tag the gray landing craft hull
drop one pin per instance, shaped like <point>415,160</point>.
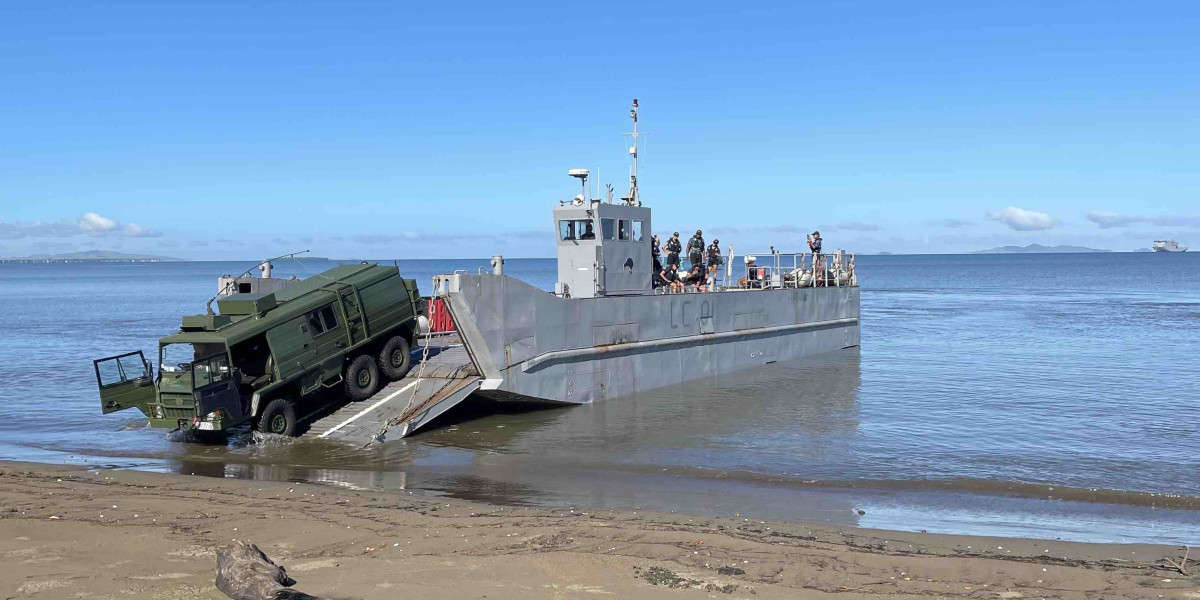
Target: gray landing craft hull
<point>528,342</point>
<point>520,342</point>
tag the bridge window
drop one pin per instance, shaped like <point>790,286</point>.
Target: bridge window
<point>576,229</point>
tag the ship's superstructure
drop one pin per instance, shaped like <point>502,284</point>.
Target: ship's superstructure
<point>1169,246</point>
<point>606,331</point>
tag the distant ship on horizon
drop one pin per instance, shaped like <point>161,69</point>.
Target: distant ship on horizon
<point>1169,246</point>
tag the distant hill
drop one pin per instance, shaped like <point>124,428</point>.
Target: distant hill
<point>95,256</point>
<point>1036,249</point>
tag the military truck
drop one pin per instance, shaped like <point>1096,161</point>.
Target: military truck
<point>269,358</point>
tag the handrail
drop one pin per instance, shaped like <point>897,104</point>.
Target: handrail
<point>798,270</point>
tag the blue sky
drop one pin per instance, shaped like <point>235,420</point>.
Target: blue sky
<point>395,130</point>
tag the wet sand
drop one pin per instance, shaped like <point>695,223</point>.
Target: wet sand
<point>66,532</point>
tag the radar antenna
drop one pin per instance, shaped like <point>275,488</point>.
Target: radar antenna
<point>634,198</point>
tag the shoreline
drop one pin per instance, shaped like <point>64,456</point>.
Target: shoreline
<point>63,533</point>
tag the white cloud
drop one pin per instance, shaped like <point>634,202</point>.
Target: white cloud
<point>1023,220</point>
<point>89,223</point>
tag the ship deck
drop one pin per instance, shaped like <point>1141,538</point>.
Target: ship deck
<point>447,377</point>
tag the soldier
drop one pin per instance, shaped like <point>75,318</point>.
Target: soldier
<point>714,259</point>
<point>696,277</point>
<point>673,247</point>
<point>696,250</point>
<point>655,252</point>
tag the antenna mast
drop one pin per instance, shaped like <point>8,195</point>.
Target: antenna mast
<point>634,199</point>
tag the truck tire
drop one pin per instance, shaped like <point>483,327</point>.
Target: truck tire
<point>279,418</point>
<point>361,378</point>
<point>395,358</point>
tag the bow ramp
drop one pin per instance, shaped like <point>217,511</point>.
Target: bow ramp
<point>445,378</point>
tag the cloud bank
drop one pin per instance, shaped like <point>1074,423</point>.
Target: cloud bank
<point>1023,220</point>
<point>90,223</point>
<point>1109,220</point>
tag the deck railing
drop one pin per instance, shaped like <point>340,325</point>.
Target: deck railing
<point>774,270</point>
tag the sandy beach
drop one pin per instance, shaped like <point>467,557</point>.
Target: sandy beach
<point>66,532</point>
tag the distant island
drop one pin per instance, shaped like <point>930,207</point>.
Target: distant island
<point>1036,249</point>
<point>91,256</point>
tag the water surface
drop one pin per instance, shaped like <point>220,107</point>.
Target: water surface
<point>1012,395</point>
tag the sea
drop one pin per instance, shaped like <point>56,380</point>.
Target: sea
<point>1049,396</point>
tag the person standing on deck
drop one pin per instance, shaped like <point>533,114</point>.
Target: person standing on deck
<point>817,263</point>
<point>696,250</point>
<point>714,259</point>
<point>655,252</point>
<point>673,247</point>
<point>695,277</point>
<point>671,277</point>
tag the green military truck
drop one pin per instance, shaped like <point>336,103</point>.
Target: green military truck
<point>269,358</point>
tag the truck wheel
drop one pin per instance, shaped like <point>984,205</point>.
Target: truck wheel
<point>395,358</point>
<point>279,418</point>
<point>361,378</point>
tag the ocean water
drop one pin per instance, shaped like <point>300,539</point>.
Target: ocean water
<point>1048,395</point>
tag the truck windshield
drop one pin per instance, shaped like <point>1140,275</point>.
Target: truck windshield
<point>175,357</point>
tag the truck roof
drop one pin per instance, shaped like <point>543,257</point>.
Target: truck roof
<point>293,300</point>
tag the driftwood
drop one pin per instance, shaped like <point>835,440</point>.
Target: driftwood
<point>244,573</point>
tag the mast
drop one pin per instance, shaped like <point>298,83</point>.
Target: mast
<point>634,199</point>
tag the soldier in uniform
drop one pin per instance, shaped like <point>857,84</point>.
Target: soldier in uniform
<point>671,277</point>
<point>696,250</point>
<point>673,247</point>
<point>714,259</point>
<point>655,252</point>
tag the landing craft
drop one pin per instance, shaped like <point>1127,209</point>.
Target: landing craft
<point>1169,246</point>
<point>606,330</point>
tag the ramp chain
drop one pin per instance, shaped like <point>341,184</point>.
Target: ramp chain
<point>420,372</point>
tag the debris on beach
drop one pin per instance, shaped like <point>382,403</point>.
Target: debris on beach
<point>245,573</point>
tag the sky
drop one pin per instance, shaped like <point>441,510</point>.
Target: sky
<point>405,130</point>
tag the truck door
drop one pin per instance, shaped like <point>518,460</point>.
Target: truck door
<point>125,382</point>
<point>354,325</point>
<point>214,383</point>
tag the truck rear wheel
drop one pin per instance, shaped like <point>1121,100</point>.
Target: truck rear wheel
<point>395,358</point>
<point>361,378</point>
<point>279,418</point>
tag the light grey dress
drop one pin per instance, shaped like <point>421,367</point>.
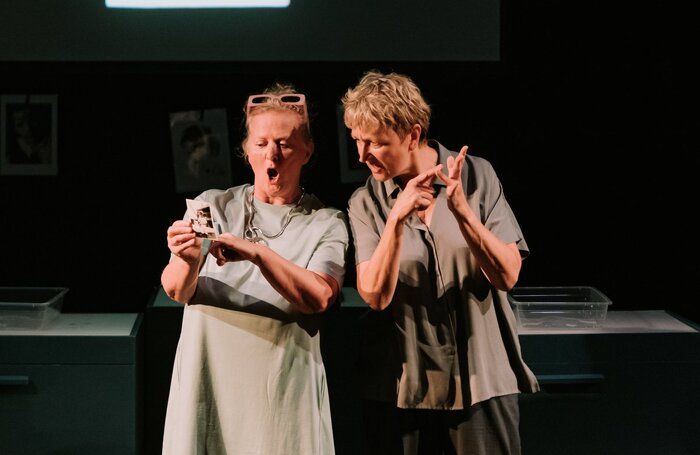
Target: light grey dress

**THE TASK**.
Lay out every line of the entries above as a Markdown table with the columns Row and Line, numbering the lines in order and omitting blank lines. Leave the pictures out.

**REPLY TO THE TASK**.
| Row | Line |
|---|---|
| 1 | tag the gray landing craft hull |
| 2 | drop one pin per instance, shaped like <point>415,160</point>. |
| 3 | Target: gray landing craft hull |
| 4 | <point>528,342</point> |
| 5 | <point>520,342</point> |
| 6 | tag the bridge window |
| 7 | drop one pin per instance, shaped like <point>790,286</point>. |
| 8 | Target: bridge window |
| 9 | <point>576,229</point> |
| 10 | tag the ship's superstructure |
| 11 | drop one pin per instance, shaped like <point>502,284</point>. |
| 12 | Target: ship's superstructure |
| 13 | <point>1169,246</point> |
| 14 | <point>606,331</point> |
| 15 | tag the distant ship on horizon |
| 16 | drop one pin per instance, shaped like <point>161,69</point>. |
| 17 | Target: distant ship on horizon |
| 18 | <point>1169,246</point> |
| 19 | tag the distant hill |
| 20 | drop one pin per instance, shaped like <point>124,428</point>. |
| 21 | Target: distant hill |
| 22 | <point>95,256</point> |
| 23 | <point>1036,249</point> |
| 24 | tag the military truck |
| 25 | drop one pin per instance, shaped like <point>1096,161</point>. |
| 26 | Target: military truck |
| 27 | <point>269,358</point> |
| 28 | tag the handrail |
| 29 | drop one pin per instance, shaped like <point>897,104</point>. |
| 30 | Target: handrail |
| 31 | <point>798,270</point> |
| 32 | tag the blue sky |
| 33 | drop one pin per instance, shaped like <point>235,420</point>. |
| 34 | Target: blue sky |
| 35 | <point>395,130</point> |
| 36 | tag the wet sand |
| 37 | drop one pin per instance, shaped like <point>695,223</point>. |
| 38 | Target: wet sand |
| 39 | <point>66,532</point> |
| 40 | tag the radar antenna |
| 41 | drop one pin per instance, shaped like <point>275,488</point>. |
| 42 | Target: radar antenna |
| 43 | <point>634,198</point> |
| 44 | tag the shoreline |
| 45 | drop one pin per instance, shaped like <point>64,456</point>. |
| 46 | Target: shoreline |
| 47 | <point>63,533</point> |
| 48 | tag the white cloud |
| 49 | drop one pin per instance, shaped like <point>634,202</point>. |
| 50 | Target: white cloud |
| 51 | <point>1023,220</point> |
| 52 | <point>89,223</point> |
| 53 | tag the ship deck |
| 54 | drop one pin per instance, shaped like <point>1141,538</point>. |
| 55 | Target: ship deck |
| 56 | <point>447,377</point> |
| 57 | tag the soldier |
| 58 | drop one pin per instance, shaped like <point>75,318</point>. |
| 59 | Target: soldier |
| 60 | <point>714,259</point> |
| 61 | <point>696,277</point> |
| 62 | <point>673,247</point> |
| 63 | <point>696,250</point> |
| 64 | <point>655,252</point> |
| 65 | tag the antenna mast |
| 66 | drop one pin per instance, shaped like <point>8,195</point>. |
| 67 | Target: antenna mast |
| 68 | <point>634,199</point> |
| 69 | tag the truck tire |
| 70 | drop one pin per instance, shaped like <point>483,327</point>. |
| 71 | Target: truck tire |
| 72 | <point>279,418</point> |
| 73 | <point>361,378</point> |
| 74 | <point>395,358</point> |
| 75 | tag the bow ramp |
| 76 | drop one pin per instance, shaped like <point>217,511</point>. |
| 77 | Target: bow ramp |
| 78 | <point>445,378</point> |
| 79 | tag the cloud bank |
| 80 | drop one pin per instance, shaped like <point>1074,423</point>. |
| 81 | Target: cloud bank |
| 82 | <point>1023,220</point> |
| 83 | <point>90,223</point> |
| 84 | <point>1109,220</point> |
| 85 | tag the deck railing |
| 86 | drop one pin per instance, shaped like <point>340,325</point>. |
| 87 | Target: deck railing |
| 88 | <point>774,270</point> |
| 89 | tag the sandy beach |
| 90 | drop one pin per instance, shaped like <point>467,557</point>. |
| 91 | Target: sandy beach |
| 92 | <point>66,532</point> |
| 93 | tag the distant island |
| 94 | drop one pin per instance, shaped like <point>930,207</point>. |
| 95 | Target: distant island |
| 96 | <point>1036,249</point> |
| 97 | <point>91,256</point> |
| 98 | tag the water surface |
| 99 | drop one pin per instance, shaped like <point>220,107</point>. |
| 100 | Target: water surface |
| 101 | <point>1012,395</point> |
| 102 | tag the sea |
| 103 | drop one pin per instance, shaped like <point>56,380</point>. |
| 104 | Target: sea |
| 105 | <point>1049,396</point> |
| 106 | tag the person standing on deck |
| 107 | drop one pin per instance, shaped like <point>533,114</point>. |
| 108 | Target: person standing on deck |
| 109 | <point>817,263</point> |
| 110 | <point>696,250</point> |
| 111 | <point>714,259</point> |
| 112 | <point>655,252</point> |
| 113 | <point>673,247</point> |
| 114 | <point>695,277</point> |
| 115 | <point>671,277</point> |
| 116 | tag the green military truck |
| 117 | drop one pin per instance, shaped like <point>336,103</point>. |
| 118 | Target: green military truck |
| 119 | <point>269,358</point> |
| 120 | tag the truck wheel |
| 121 | drop one pin per instance, shaped like <point>984,205</point>. |
| 122 | Target: truck wheel |
| 123 | <point>395,358</point> |
| 124 | <point>279,418</point> |
| 125 | <point>361,378</point> |
| 126 | tag the ocean water |
| 127 | drop one pin per instance, shaped like <point>300,539</point>. |
| 128 | Target: ocean water |
| 129 | <point>1048,395</point> |
| 130 | tag the truck windshield |
| 131 | drop one pin per instance, shaped like <point>1140,275</point>. |
| 132 | Target: truck windshield |
| 133 | <point>175,357</point> |
| 134 | tag the truck roof |
| 135 | drop one pin per instance, shaped like <point>543,257</point>. |
| 136 | Target: truck roof |
| 137 | <point>293,300</point> |
| 138 | tag the driftwood |
| 139 | drop one pin per instance, shaped like <point>835,440</point>. |
| 140 | Target: driftwood |
| 141 | <point>244,573</point> |
| 142 | tag the mast |
| 143 | drop one pin per instance, shaped like <point>298,83</point>. |
| 144 | Target: mast |
| 145 | <point>634,199</point> |
| 146 | tag the soldier in uniform |
| 147 | drop one pin per instance, shaped like <point>857,84</point>. |
| 148 | Target: soldier in uniform |
| 149 | <point>671,277</point> |
| 150 | <point>696,250</point> |
| 151 | <point>673,247</point> |
| 152 | <point>714,259</point> |
| 153 | <point>655,252</point> |
| 154 | tag the landing craft |
| 155 | drop one pin per instance, shaped like <point>1127,209</point>. |
| 156 | Target: landing craft |
| 157 | <point>1169,246</point> |
| 158 | <point>606,330</point> |
| 159 | tag the ramp chain |
| 160 | drop one pin per instance, shaped like <point>341,184</point>. |
| 161 | Target: ramp chain |
| 162 | <point>420,372</point> |
| 163 | tag the debris on beach |
| 164 | drop one pin per instance, shaped like <point>382,403</point>. |
| 165 | Target: debris on beach |
| 166 | <point>245,573</point> |
| 167 | tag the sky |
| 168 | drop one pin per instance, shaped like <point>441,510</point>. |
| 169 | Target: sky |
| 170 | <point>405,130</point> |
| 171 | tag the truck door |
| 172 | drop one pin per instance, shaped like <point>518,460</point>. |
| 173 | Target: truck door |
| 174 | <point>125,382</point> |
| 175 | <point>354,325</point> |
| 176 | <point>214,383</point> |
| 177 | tag the truck rear wheel |
| 178 | drop one pin per instance, shaped like <point>1121,100</point>. |
| 179 | Target: truck rear wheel |
| 180 | <point>395,358</point> |
| 181 | <point>361,378</point> |
| 182 | <point>279,418</point> |
| 183 | tag the light grey dress |
| 184 | drop one pin per instance, shaped like <point>421,367</point>. |
| 185 | Target: light grey dress |